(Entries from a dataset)
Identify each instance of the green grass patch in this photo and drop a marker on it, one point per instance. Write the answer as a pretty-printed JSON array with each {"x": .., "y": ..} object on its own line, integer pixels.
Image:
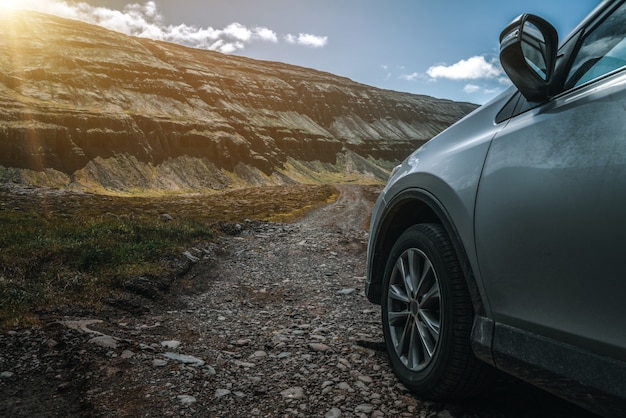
[{"x": 73, "y": 250}]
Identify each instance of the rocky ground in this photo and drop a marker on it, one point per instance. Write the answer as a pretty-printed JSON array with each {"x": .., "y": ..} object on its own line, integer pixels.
[{"x": 270, "y": 322}]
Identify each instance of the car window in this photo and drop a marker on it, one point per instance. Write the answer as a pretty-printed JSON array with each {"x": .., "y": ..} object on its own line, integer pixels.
[{"x": 602, "y": 50}]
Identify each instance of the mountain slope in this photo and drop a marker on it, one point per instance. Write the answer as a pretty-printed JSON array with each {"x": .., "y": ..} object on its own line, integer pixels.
[{"x": 83, "y": 105}]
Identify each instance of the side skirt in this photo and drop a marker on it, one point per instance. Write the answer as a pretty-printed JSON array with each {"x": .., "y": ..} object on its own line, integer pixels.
[{"x": 593, "y": 382}]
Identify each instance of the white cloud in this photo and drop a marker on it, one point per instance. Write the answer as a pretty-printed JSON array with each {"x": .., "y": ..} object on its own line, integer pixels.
[
  {"x": 307, "y": 39},
  {"x": 470, "y": 69},
  {"x": 145, "y": 20},
  {"x": 410, "y": 77},
  {"x": 471, "y": 88}
]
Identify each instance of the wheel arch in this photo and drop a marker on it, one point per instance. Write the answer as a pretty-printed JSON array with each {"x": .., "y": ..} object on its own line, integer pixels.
[{"x": 415, "y": 206}]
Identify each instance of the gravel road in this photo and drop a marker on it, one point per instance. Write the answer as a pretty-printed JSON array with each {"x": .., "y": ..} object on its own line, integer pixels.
[{"x": 270, "y": 322}]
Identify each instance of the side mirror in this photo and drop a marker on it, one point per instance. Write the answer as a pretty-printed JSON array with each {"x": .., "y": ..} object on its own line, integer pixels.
[{"x": 528, "y": 48}]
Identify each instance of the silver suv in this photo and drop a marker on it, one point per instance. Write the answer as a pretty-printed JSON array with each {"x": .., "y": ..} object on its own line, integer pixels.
[{"x": 502, "y": 241}]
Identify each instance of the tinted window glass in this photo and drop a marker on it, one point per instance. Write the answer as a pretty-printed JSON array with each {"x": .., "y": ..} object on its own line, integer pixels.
[{"x": 602, "y": 51}]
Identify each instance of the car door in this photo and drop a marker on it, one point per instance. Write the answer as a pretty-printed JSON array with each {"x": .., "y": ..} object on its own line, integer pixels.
[{"x": 550, "y": 217}]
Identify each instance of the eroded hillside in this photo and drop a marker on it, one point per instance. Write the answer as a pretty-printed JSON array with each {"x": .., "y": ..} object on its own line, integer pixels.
[{"x": 85, "y": 107}]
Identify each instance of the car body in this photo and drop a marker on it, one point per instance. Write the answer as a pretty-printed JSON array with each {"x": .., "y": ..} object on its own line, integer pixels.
[{"x": 502, "y": 241}]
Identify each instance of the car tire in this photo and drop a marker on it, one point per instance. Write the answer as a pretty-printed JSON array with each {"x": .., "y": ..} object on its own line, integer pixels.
[{"x": 427, "y": 317}]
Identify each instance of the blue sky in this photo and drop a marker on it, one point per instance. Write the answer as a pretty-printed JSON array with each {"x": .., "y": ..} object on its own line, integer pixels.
[{"x": 441, "y": 48}]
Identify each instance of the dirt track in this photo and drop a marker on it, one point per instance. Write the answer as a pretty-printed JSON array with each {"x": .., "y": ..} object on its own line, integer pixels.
[{"x": 271, "y": 322}]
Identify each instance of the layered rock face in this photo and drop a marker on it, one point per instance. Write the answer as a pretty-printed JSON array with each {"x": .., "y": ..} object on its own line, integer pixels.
[{"x": 94, "y": 106}]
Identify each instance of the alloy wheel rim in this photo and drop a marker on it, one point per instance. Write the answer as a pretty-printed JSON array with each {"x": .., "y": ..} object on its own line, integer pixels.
[{"x": 414, "y": 309}]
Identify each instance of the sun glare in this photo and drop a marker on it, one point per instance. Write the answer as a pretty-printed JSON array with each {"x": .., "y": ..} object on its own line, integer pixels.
[
  {"x": 21, "y": 4},
  {"x": 9, "y": 4}
]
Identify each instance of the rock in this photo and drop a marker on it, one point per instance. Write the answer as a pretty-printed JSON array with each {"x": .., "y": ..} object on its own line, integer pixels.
[
  {"x": 220, "y": 393},
  {"x": 319, "y": 347},
  {"x": 333, "y": 413},
  {"x": 126, "y": 354},
  {"x": 106, "y": 341},
  {"x": 155, "y": 116},
  {"x": 191, "y": 257},
  {"x": 159, "y": 363},
  {"x": 172, "y": 344},
  {"x": 191, "y": 360},
  {"x": 186, "y": 399}
]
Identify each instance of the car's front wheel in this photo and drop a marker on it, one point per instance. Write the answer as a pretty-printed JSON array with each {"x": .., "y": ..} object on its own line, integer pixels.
[{"x": 428, "y": 315}]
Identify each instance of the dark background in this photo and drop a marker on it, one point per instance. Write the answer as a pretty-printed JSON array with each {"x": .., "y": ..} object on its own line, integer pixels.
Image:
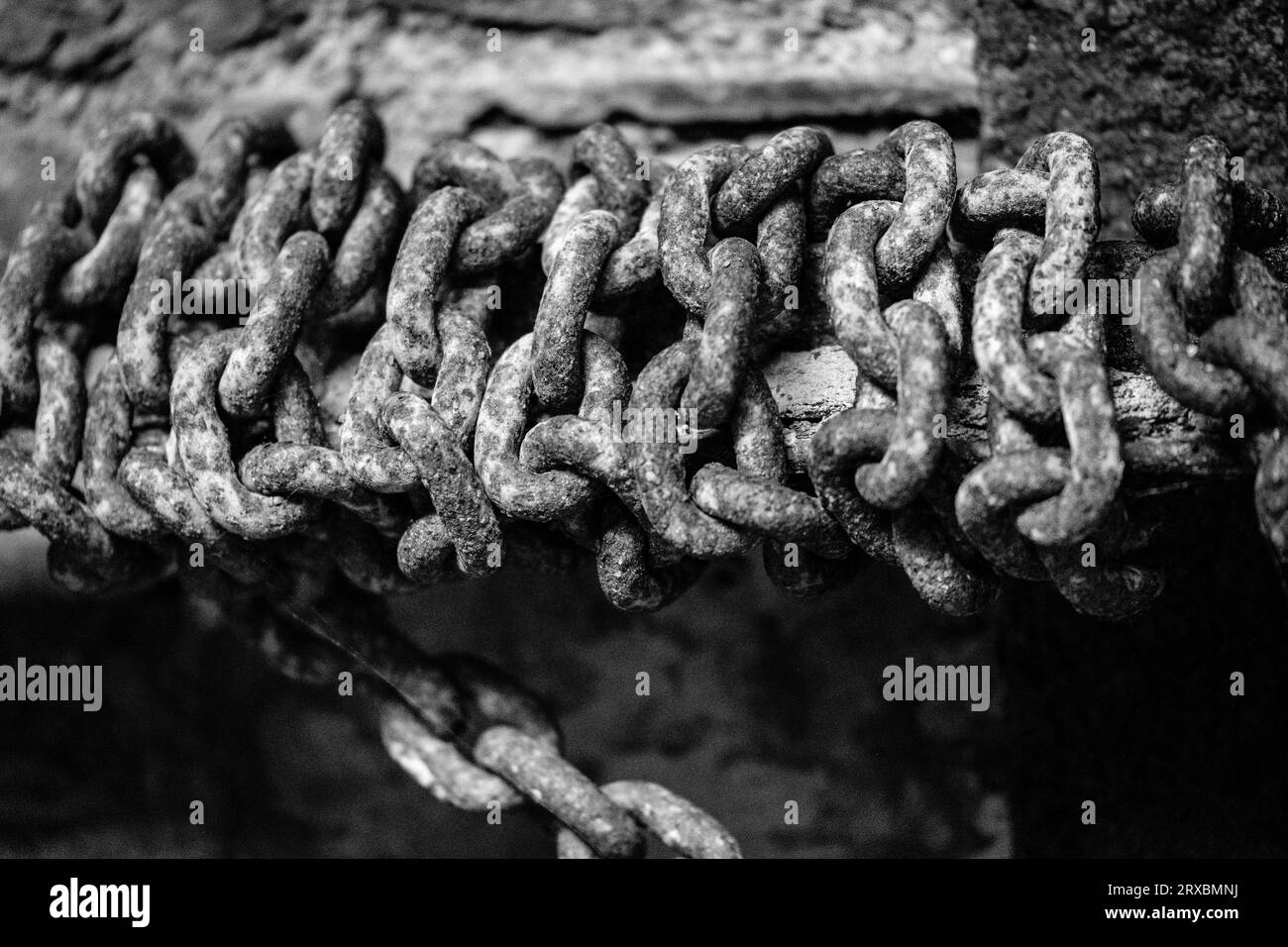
[{"x": 756, "y": 698}]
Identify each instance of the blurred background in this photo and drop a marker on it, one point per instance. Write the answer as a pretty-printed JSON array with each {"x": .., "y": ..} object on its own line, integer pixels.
[{"x": 756, "y": 698}]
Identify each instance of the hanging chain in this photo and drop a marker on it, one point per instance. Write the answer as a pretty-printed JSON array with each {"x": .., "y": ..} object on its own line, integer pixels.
[{"x": 653, "y": 368}]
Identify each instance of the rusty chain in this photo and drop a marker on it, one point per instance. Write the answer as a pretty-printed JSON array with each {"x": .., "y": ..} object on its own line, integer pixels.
[{"x": 338, "y": 389}]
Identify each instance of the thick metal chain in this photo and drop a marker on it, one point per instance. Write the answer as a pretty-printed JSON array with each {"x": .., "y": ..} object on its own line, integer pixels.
[{"x": 438, "y": 382}]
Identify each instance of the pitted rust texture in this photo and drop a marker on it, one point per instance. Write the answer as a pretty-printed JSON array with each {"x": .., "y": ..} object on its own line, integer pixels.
[
  {"x": 387, "y": 419},
  {"x": 352, "y": 149},
  {"x": 104, "y": 169},
  {"x": 516, "y": 200},
  {"x": 686, "y": 222},
  {"x": 678, "y": 822},
  {"x": 765, "y": 175},
  {"x": 724, "y": 351},
  {"x": 417, "y": 274},
  {"x": 206, "y": 453},
  {"x": 268, "y": 338},
  {"x": 103, "y": 274},
  {"x": 601, "y": 153},
  {"x": 278, "y": 209},
  {"x": 570, "y": 283}
]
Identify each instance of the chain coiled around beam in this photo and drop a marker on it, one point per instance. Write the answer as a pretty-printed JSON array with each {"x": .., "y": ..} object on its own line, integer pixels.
[{"x": 828, "y": 356}]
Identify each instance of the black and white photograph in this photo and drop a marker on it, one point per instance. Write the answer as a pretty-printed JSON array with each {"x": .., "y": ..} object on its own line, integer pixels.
[{"x": 516, "y": 429}]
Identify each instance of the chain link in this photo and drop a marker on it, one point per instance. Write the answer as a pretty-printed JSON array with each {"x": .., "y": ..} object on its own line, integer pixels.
[{"x": 408, "y": 401}]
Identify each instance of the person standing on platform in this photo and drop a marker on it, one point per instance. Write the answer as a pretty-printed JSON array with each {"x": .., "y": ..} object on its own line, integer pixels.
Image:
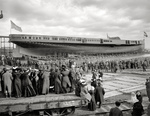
[
  {"x": 137, "y": 109},
  {"x": 46, "y": 83},
  {"x": 148, "y": 88},
  {"x": 27, "y": 88},
  {"x": 66, "y": 84},
  {"x": 57, "y": 87},
  {"x": 116, "y": 111},
  {"x": 7, "y": 78},
  {"x": 17, "y": 83},
  {"x": 99, "y": 94},
  {"x": 92, "y": 103}
]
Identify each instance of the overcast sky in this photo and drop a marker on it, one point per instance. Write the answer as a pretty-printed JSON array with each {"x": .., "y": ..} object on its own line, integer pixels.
[{"x": 127, "y": 19}]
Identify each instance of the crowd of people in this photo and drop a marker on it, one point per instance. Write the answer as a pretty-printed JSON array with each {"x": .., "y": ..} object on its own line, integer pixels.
[{"x": 64, "y": 76}]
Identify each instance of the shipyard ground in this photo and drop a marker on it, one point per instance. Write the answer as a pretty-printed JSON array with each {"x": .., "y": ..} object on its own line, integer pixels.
[{"x": 118, "y": 86}]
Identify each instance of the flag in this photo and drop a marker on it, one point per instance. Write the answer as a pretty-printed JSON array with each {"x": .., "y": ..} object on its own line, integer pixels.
[
  {"x": 14, "y": 26},
  {"x": 145, "y": 34},
  {"x": 1, "y": 15}
]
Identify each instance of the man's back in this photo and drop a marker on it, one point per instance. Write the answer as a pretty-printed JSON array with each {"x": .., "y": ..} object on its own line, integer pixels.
[{"x": 115, "y": 112}]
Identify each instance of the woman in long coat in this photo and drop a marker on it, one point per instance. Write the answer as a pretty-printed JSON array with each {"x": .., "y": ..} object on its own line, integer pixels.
[
  {"x": 65, "y": 80},
  {"x": 7, "y": 78},
  {"x": 46, "y": 83},
  {"x": 99, "y": 94},
  {"x": 92, "y": 103},
  {"x": 27, "y": 88},
  {"x": 57, "y": 87},
  {"x": 148, "y": 88},
  {"x": 17, "y": 83}
]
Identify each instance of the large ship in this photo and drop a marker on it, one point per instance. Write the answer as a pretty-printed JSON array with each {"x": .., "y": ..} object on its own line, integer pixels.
[{"x": 44, "y": 45}]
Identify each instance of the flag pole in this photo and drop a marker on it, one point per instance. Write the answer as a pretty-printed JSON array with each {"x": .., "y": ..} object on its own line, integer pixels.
[{"x": 10, "y": 26}]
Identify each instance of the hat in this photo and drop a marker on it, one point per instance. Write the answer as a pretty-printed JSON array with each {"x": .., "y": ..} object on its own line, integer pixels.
[{"x": 83, "y": 82}]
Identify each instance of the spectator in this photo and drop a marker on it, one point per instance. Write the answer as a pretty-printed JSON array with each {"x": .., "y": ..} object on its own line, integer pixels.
[
  {"x": 17, "y": 83},
  {"x": 148, "y": 87},
  {"x": 139, "y": 96},
  {"x": 7, "y": 78},
  {"x": 92, "y": 103},
  {"x": 116, "y": 111},
  {"x": 137, "y": 109},
  {"x": 46, "y": 83},
  {"x": 99, "y": 94}
]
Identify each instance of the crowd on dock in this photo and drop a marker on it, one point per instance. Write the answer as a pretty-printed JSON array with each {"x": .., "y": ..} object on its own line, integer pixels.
[{"x": 64, "y": 76}]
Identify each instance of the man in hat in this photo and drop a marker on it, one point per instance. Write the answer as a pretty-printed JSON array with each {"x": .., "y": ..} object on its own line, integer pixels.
[
  {"x": 99, "y": 94},
  {"x": 116, "y": 111},
  {"x": 7, "y": 78},
  {"x": 148, "y": 88}
]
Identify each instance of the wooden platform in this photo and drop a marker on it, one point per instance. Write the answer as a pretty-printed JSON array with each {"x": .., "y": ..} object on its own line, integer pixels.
[{"x": 50, "y": 101}]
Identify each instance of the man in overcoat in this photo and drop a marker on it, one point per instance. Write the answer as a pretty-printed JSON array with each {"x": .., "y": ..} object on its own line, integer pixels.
[{"x": 7, "y": 78}]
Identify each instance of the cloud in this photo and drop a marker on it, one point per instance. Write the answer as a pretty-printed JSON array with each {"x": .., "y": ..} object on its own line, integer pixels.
[{"x": 87, "y": 18}]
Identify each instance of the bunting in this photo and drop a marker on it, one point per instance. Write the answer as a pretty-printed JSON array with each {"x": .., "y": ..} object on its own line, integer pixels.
[
  {"x": 145, "y": 34},
  {"x": 14, "y": 26}
]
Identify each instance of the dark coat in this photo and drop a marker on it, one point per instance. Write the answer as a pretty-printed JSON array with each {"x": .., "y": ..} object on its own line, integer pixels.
[
  {"x": 99, "y": 94},
  {"x": 27, "y": 88},
  {"x": 137, "y": 109},
  {"x": 46, "y": 84},
  {"x": 115, "y": 112},
  {"x": 7, "y": 78},
  {"x": 92, "y": 103},
  {"x": 17, "y": 84},
  {"x": 65, "y": 80},
  {"x": 57, "y": 87},
  {"x": 148, "y": 89}
]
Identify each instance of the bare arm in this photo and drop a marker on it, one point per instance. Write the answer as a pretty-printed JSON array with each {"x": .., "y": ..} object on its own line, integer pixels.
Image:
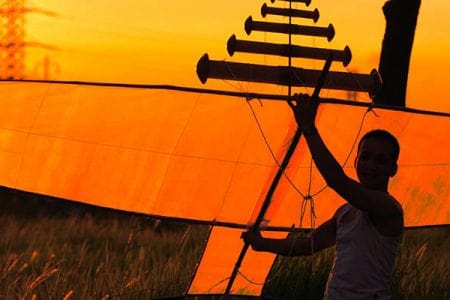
[
  {"x": 376, "y": 202},
  {"x": 323, "y": 237}
]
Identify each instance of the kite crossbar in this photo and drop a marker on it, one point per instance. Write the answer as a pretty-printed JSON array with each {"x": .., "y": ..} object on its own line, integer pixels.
[{"x": 277, "y": 178}]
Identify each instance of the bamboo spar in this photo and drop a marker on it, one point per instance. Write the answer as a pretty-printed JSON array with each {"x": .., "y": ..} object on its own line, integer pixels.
[
  {"x": 284, "y": 75},
  {"x": 276, "y": 180}
]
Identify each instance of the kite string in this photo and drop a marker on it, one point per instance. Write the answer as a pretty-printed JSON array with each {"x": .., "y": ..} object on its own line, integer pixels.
[{"x": 28, "y": 134}]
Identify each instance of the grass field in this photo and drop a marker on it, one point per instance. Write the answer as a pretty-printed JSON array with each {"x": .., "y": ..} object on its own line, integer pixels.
[{"x": 61, "y": 252}]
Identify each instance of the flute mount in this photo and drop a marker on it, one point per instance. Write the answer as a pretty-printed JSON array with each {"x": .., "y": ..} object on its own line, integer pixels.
[{"x": 288, "y": 75}]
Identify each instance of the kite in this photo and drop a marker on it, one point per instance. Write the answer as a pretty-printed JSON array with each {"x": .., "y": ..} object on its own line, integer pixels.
[{"x": 224, "y": 157}]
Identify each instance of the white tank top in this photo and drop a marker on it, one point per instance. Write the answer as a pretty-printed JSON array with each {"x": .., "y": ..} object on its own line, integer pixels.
[{"x": 364, "y": 260}]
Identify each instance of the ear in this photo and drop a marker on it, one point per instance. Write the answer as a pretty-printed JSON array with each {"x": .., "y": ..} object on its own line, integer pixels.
[{"x": 393, "y": 170}]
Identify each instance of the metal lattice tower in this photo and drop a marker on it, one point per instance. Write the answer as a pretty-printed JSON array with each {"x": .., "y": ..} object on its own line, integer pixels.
[{"x": 12, "y": 16}]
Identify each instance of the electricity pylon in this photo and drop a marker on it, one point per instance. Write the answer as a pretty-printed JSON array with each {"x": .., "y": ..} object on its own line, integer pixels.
[{"x": 12, "y": 37}]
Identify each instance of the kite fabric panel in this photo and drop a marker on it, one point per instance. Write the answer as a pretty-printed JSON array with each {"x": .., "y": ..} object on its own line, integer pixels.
[{"x": 207, "y": 158}]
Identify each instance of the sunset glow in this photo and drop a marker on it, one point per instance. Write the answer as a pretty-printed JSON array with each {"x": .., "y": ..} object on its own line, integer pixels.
[{"x": 160, "y": 42}]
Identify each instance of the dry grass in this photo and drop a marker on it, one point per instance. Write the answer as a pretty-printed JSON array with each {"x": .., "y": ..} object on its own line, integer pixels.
[{"x": 110, "y": 257}]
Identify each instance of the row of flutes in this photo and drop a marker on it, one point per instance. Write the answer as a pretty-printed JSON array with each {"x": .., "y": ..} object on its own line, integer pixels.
[{"x": 287, "y": 75}]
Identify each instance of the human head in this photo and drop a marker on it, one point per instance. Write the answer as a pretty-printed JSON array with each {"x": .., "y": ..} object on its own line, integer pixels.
[
  {"x": 376, "y": 160},
  {"x": 382, "y": 134}
]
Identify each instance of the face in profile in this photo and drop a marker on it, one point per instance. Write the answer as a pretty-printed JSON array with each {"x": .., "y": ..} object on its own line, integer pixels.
[{"x": 375, "y": 163}]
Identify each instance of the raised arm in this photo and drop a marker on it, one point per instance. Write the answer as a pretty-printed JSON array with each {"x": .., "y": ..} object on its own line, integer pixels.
[
  {"x": 323, "y": 237},
  {"x": 377, "y": 202}
]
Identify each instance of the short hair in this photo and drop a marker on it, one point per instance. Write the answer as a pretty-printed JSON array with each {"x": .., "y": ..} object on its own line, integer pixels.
[{"x": 382, "y": 134}]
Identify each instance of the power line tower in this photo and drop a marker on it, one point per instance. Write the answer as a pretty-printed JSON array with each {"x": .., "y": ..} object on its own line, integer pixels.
[
  {"x": 12, "y": 14},
  {"x": 12, "y": 37}
]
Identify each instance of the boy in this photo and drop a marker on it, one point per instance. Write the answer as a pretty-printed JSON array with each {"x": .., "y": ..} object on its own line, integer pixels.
[{"x": 366, "y": 230}]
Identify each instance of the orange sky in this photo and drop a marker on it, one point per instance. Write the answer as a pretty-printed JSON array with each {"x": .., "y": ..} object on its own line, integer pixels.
[{"x": 161, "y": 41}]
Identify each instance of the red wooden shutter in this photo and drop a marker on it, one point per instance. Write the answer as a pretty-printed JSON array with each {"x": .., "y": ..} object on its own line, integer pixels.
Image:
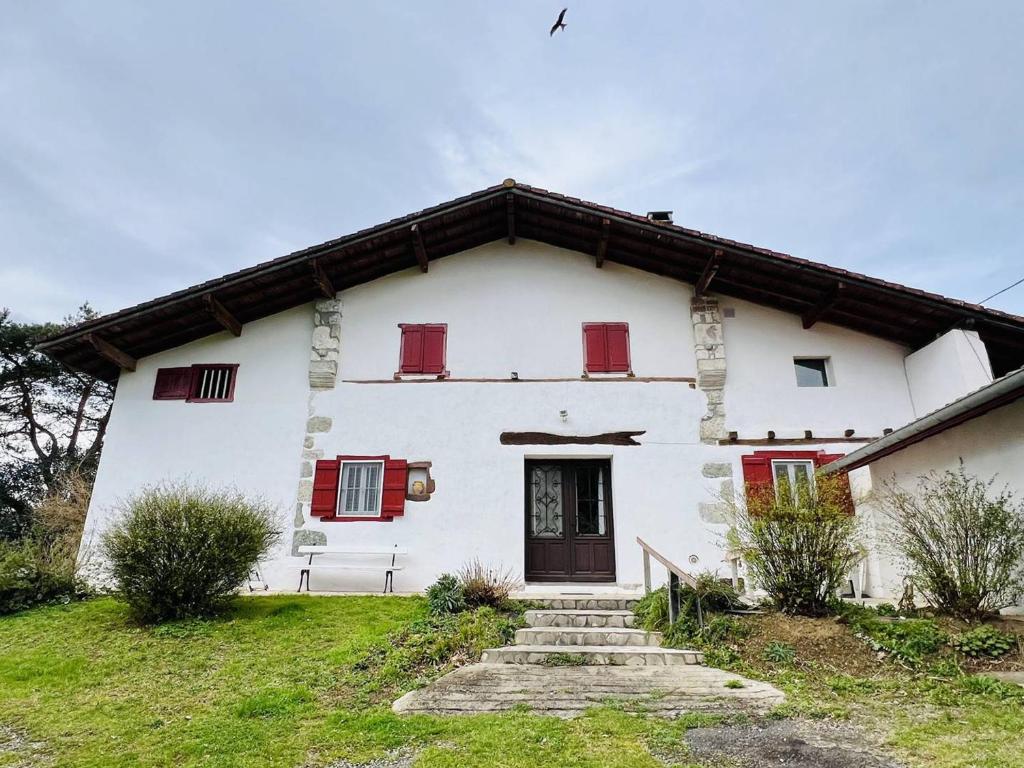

> Exercise task
Count the lines in the entries above that contain the string "chain", treating uppercase and lowercase as different. Give only the number.

> Written solution
5